──────── INPUT FOR THIS TASK
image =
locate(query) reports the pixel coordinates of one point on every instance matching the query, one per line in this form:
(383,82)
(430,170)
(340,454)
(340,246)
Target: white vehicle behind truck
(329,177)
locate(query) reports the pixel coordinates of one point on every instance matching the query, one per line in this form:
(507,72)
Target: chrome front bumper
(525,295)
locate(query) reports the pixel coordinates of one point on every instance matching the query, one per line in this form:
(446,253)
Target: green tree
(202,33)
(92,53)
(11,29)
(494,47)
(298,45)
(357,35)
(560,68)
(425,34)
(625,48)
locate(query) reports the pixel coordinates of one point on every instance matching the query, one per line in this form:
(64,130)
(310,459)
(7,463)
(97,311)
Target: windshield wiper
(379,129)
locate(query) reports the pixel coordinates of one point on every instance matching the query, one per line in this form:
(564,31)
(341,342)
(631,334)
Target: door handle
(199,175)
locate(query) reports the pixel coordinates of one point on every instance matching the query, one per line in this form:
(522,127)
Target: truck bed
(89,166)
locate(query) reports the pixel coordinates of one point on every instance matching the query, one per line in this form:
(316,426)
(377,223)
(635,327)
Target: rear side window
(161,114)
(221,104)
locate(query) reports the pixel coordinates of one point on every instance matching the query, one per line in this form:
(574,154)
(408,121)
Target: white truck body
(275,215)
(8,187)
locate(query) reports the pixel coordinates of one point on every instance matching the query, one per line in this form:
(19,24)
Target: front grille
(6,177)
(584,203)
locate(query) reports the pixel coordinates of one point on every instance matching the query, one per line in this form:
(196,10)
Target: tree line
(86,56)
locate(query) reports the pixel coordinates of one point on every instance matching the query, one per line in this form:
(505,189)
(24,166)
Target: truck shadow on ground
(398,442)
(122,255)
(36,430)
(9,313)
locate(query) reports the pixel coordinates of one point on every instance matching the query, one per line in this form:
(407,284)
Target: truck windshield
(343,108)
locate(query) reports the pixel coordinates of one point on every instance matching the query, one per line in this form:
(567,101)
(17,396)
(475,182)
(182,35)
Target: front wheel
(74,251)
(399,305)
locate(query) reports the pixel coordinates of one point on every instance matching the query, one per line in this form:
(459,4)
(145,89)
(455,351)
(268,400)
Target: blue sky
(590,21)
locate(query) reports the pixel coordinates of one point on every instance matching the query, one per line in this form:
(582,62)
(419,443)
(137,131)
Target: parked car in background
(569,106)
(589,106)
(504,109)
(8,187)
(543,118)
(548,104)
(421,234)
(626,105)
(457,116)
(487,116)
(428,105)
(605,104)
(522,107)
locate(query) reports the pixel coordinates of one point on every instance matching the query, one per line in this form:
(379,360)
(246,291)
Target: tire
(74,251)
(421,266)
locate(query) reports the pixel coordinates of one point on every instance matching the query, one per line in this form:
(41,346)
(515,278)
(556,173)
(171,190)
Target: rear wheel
────────────────
What do the records say? Quote them all exactly.

image =
locate(query) reports the pixel coordinates of one point on every instance matching the query, one per line in this form:
(383,82)
(430,170)
(340,454)
(340,246)
Target: white vehicle behind truck
(329,177)
locate(query) reports the pixel coordinates of one point on every instance matching the query, one per line in this form:
(507,72)
Target: chrome front bumper
(525,295)
locate(query) reports the pixel coordinates of one point on every instance matching the query, one per line in this form:
(446,253)
Target: green tree
(202,33)
(92,53)
(11,29)
(494,47)
(298,45)
(357,35)
(560,68)
(425,34)
(625,48)
locate(query) reports the pixel coordinates of one point on every instance matching the query, one per line in this form:
(64,130)
(310,459)
(7,463)
(97,311)
Target: windshield wiper
(379,129)
locate(query) reports the pixel coordinates of one point on every instance matching the query, one per line in this form:
(564,31)
(341,342)
(631,334)
Target: door handle
(199,175)
locate(query) reports the pixel coordinates of one point on every instance matching the query, one per line in this form:
(522,127)
Target: truck bed
(89,166)
locate(query) reports the pixel coordinates of one point on every instance matching the query, one per line in this form:
(316,426)
(377,223)
(635,327)
Target: rear side window
(161,114)
(221,104)
locate(query) reports the pixel coordinates of one point on every instance matching the query, one per line in this form:
(574,154)
(408,121)
Target: white truck body
(275,215)
(8,187)
locate(query) reports the pixel coordinates of one point on every instance matching the query, one per line in this form:
(19,24)
Target: front grille
(6,177)
(584,203)
locate(query) reports the pixel coordinates of one point on every instance matching the query, one per line in this form:
(196,10)
Target: tree line
(86,56)
locate(query) reports the pixel coordinates of one point on every instance matching the query, one per line in this form:
(505,189)
(24,166)
Target: truck shadow on ground
(398,442)
(122,255)
(36,430)
(9,313)
locate(query) reports the pixel coordinates of one point on every instance matching the query, one per line in this form:
(407,284)
Target: truck windshield
(343,108)
locate(query) reports the pixel coordinates of one point on every instance matching the query, one per line in this form:
(567,101)
(17,396)
(475,182)
(182,35)
Target: front wheel
(74,251)
(399,305)
locate(query) reports the pixel coordinates of one point on every instance matching the query, one per line in this form:
(459,4)
(145,89)
(455,351)
(268,400)
Target: blue sky
(590,21)
locate(query) reports the pixel coordinates of one point on every instance matching the query, one per line in this form:
(582,62)
(419,443)
(137,131)
Target: parked car in background
(569,106)
(589,106)
(504,109)
(8,187)
(543,118)
(548,104)
(421,234)
(626,105)
(457,116)
(487,116)
(428,105)
(605,104)
(522,107)
locate(query) reports the pixel coordinates of one point on every instance matching the query, one per line in this form:
(379,360)
(246,291)
Target: tire
(74,251)
(421,266)
locate(query) reports the pixel coordinates of one point on every instance matching the query, one per line in this form:
(41,346)
(515,278)
(556,173)
(171,190)
Target: rear wheel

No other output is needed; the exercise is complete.